ITEMS:
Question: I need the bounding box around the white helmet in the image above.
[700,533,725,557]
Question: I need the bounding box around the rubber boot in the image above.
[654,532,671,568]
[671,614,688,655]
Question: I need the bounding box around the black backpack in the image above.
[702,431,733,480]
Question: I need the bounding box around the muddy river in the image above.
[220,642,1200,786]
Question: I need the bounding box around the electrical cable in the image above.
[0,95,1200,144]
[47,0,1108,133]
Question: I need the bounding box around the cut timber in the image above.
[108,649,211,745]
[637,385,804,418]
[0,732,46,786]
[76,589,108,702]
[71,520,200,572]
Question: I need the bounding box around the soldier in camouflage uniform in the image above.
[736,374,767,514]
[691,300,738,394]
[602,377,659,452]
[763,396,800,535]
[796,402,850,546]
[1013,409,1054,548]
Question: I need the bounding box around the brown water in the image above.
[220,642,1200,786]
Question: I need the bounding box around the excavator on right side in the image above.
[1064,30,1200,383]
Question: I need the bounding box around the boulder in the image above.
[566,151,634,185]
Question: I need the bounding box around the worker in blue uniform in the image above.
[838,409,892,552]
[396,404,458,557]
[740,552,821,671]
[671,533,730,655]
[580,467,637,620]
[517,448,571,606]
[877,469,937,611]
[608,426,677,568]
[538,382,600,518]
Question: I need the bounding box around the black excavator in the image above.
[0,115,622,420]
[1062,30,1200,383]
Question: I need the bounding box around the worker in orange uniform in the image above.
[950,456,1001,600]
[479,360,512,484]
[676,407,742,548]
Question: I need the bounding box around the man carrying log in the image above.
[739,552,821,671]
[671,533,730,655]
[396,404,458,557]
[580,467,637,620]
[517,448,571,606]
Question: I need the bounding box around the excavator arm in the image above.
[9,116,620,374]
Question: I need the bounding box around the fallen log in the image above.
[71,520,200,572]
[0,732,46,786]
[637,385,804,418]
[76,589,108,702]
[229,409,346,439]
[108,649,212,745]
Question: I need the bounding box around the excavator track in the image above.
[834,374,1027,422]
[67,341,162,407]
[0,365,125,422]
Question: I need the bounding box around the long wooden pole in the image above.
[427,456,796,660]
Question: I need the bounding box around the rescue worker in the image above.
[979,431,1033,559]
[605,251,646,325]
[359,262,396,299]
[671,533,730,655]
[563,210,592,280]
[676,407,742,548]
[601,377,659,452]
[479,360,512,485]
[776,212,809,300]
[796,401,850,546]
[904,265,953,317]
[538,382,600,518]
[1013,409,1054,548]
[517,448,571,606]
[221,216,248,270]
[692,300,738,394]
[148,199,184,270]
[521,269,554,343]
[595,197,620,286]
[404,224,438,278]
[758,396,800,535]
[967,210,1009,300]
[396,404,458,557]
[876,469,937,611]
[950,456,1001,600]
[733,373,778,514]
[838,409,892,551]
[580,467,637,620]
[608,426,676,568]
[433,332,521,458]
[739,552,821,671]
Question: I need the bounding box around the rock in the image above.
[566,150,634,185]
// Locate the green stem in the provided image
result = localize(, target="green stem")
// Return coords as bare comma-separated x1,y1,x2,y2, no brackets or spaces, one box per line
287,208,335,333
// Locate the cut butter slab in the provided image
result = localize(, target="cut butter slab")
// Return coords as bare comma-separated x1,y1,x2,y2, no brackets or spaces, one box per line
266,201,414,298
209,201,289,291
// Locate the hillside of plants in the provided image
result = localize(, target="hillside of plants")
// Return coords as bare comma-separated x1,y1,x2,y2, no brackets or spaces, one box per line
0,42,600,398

GIVEN PROBLEM: Please rewrite the data between the lines holding "Question: I need the bounding box around the soldier" and "[108,649,212,745]", inclusive, and give only those lines. Keep every line, and multiply each bounding box coordinate by 2.1, rounding to whole numbers with halves rounded up.

OUTPUT OF THE TASK:
Question: I need the bounding box around the soldier in camouflage uniform in the image above.
[1546,785,1611,1079]
[1451,630,1550,827]
[1264,792,1384,949]
[1602,832,1680,1124]
[1672,844,1785,1147]
[2127,859,2213,1151]
Question: I need the bounding box around the brown water in the image above.
[462,1348,2520,1651]
Question: I need the bounding box around the excavator on right side in the image above.
[2234,63,2520,804]
Question: I need the bounding box around the boulder in the image above.
[1189,317,1331,389]
Question: I need the bounding box around the worker in blue uniform in the image above.
[1760,859,1873,1159]
[832,848,962,1170]
[1554,1159,1724,1409]
[1409,1119,1533,1376]
[1218,981,1338,1302]
[1086,941,1199,1273]
[1842,985,1968,1283]
[1277,895,1422,1193]
[1130,802,1260,1088]
Question: I need the bounding box around the black excavator in the image above.
[0,242,1306,882]
[2230,63,2520,804]
Question: I need the bounding box around the worker in orange uniform in the image above.
[1995,958,2102,1260]
[1006,756,1075,1016]
[1420,855,1558,1151]
Question: I need the bounding box around the man carrying log in the image above.
[1552,1159,1724,1409]
[1409,1119,1533,1376]
[832,848,962,1170]
[1218,981,1338,1302]
[1086,941,1199,1273]
Question: I need the bounding box around the excavator arm in the image above.
[19,244,1302,785]
Question: I need the bounding box around the fallen log in the image above.
[149,1092,420,1201]
[0,1537,97,1651]
[1338,809,1688,878]
[160,1237,227,1474]
[481,859,727,922]
[227,1363,445,1565]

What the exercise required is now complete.